Excerpt START
The consequence is women suffering infections and haemorrhaging, sometimes with lasting consequences for their health and fertility, and an always-high number of women seeking hospitalisation and other treatment for procedures that were improperly or incompletely done by chemical or physical means. The WHO states in the above-mentioned document that a fifth to half of women who seek unsafe abortion will be hospitalised. Unsafe abortion, the document says, accounts for 17 per cent of maternal deaths in Latin America and the Caribbean. Unsafe abortion, in other words, kills women. "Increasing legal access to abortion is associated with improvement in sexual and reproductive health. Conversely, unsafe abortion and related mortality are both highest in countries with narrow grounds for legal abortion."
Mr Imbert will never have to choose between keeping a baby and keeping a husband. He will never have to choose between a pregnancy and his mental stability. He will never have to face the idea of one more child in a home already crowded with hungry mouths. Even in the most ideal situation, where a woman is happily married, healthy and well provisioned, sometimes a pregnancy is not wanted. Women should have the right to end those pregnancies. This might not be a popular opinion, stated so baldly. Even Aspire hesitates to couch its advocacy in such terms. But the basis of that advocacy is that it is the right of a woman to chose whether or not she will carry a pregnancy to term. Moralists like to think of legalising abortion as some kind of floodgates, which, if opened, would drown the country in a foetal bloodbath. The truth is the opposite.
Excerpt END
Data to examine START
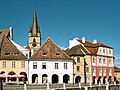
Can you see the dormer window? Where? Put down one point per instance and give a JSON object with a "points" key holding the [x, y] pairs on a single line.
{"points": [[7, 53], [34, 42], [44, 53], [16, 53], [103, 50], [57, 53]]}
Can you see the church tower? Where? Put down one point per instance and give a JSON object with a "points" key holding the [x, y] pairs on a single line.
{"points": [[34, 34]]}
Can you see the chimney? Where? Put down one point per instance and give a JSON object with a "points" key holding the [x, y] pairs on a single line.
{"points": [[94, 41], [83, 39], [11, 32]]}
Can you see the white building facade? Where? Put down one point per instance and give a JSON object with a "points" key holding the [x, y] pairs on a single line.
{"points": [[50, 65], [50, 71]]}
Data to examine END
**Explore the material**:
**1)** According to the piece on abortion, what share of maternal deaths in Latin America and the Caribbean is caused by unsafe abortion?
**2)** Reproduce the passage from the piece on abortion word for word, starting with "Mr Imbert will" and going on through "is the opposite.".
**3)** Take the piece on abortion further, picking up after its final sentence.
The records have no role in this work.

**Outputs by task**:
**1)** 17 percent

**2)**
Mr Imbert will never have to choose between keeping a baby and keeping a husband. He will never have to choose between a pregnancy and his mental stability. He will never have to face the idea of one more child in a home already crowded with hungry mouths. Even in the most ideal situation, where a woman is happily married, healthy and well provisioned, sometimes a pregnancy is not wanted. Women should have the right to end those pregnancies. This might not be a popular opinion, stated so baldly. Even Aspire hesitates to couch its advocacy in such terms. But the basis of that advocacy is that it is the right of a woman to chose whether or not she will carry a pregnancy to term. Moralists like to think of legalising abortion as some kind of floodgates, which, if opened, would drown the country in a foetal bloodbath. The truth is the opposite.

**3)**
Legalising and making abortion available in the public health system does not typically lead to a higher rate of abortion, it seems. Making abortion legal, safe, and accessible does not appreciably increase demand. Instead, the principal effect is shifting previously clandestine, unsafe procedures to legal and safe ones. Hence, governments need not worry that the costs of making abortion safe will overburden the healthcare infrastructure.
Countries that liberalised their abortion laws such as Barbados, Canada, South Africa, Tunisia, and Turkey did not have an increase in abortion. By comparison, the Netherlands, which has unrestricted access to free abortion and contraception, has one of the lowest abortion rates in the world.
(Unsafe abortion: the preventable pandemic)
The document from which I've quoted is not the only one that exists. Aspire has written some of its own, using local information. I've used this one because of a sentence in it that caught me: "The underlying causes of this global pandemic are apathy and disdain for women; they suffer and die because they are not valued." It rings a bell. Friday night the Prime Minister, from the hustings too, dismissed "women's issues" and quickly moved on to talking oil and gas. Women are not men. Oil and gas might pay the bills for now, but until and unless we address the issue of unsafe abortion half our population will face an unequal share of neglect.